Start of Block

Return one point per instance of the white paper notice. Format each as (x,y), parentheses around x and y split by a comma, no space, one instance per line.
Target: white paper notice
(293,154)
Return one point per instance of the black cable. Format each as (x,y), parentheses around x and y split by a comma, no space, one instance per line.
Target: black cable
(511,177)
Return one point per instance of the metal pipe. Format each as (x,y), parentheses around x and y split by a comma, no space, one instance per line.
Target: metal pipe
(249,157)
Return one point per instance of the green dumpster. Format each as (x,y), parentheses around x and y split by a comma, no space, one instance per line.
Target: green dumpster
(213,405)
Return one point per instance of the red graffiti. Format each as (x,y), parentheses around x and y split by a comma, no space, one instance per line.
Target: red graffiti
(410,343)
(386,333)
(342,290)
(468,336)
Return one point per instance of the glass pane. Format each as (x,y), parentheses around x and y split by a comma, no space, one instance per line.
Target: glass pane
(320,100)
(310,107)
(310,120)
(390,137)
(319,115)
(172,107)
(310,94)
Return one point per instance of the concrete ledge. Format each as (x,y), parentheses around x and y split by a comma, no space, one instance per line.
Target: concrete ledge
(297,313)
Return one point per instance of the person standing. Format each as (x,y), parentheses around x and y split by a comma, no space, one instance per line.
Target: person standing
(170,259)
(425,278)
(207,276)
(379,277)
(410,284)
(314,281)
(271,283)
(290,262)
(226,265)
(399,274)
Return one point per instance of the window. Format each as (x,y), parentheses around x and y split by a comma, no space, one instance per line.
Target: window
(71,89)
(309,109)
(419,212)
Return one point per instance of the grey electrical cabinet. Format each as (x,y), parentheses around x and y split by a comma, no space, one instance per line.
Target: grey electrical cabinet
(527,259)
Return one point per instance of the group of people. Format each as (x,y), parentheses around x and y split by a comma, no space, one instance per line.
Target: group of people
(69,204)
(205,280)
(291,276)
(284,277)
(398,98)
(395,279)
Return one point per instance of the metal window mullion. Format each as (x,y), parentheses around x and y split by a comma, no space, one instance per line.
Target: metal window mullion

End of Block

**WORK ITEM**
From the line holding "Target: person standing" through the last line above, reproduce each line exactly and add nothing.

**SOLUTION TO THE PROBLEM**
Target: person standing
(170,259)
(425,278)
(207,276)
(379,277)
(410,284)
(314,281)
(271,283)
(290,262)
(226,265)
(399,274)
Return one point per instance of the window. Format each as (x,y), parentheses around x and y split by a comma, no space, one instance per line.
Target: window
(71,89)
(309,109)
(419,212)
Return one point per instance of the grey electrical cabinet. Format each as (x,y), parentheses around x and y split by a comma, no space, one instance per line.
Target: grey electrical cabinet
(527,259)
Return one point per instance of the group of people. Format each as (x,y), parentheses around x and y split by a comma, no space, one instance per line.
Target: group of people
(69,204)
(205,280)
(291,276)
(284,277)
(398,98)
(395,279)
Return one point per instance of the metal window mullion. Format each as (x,y), parentheses around x and y split by a comma, no space, one instance per line.
Target: metal window mullion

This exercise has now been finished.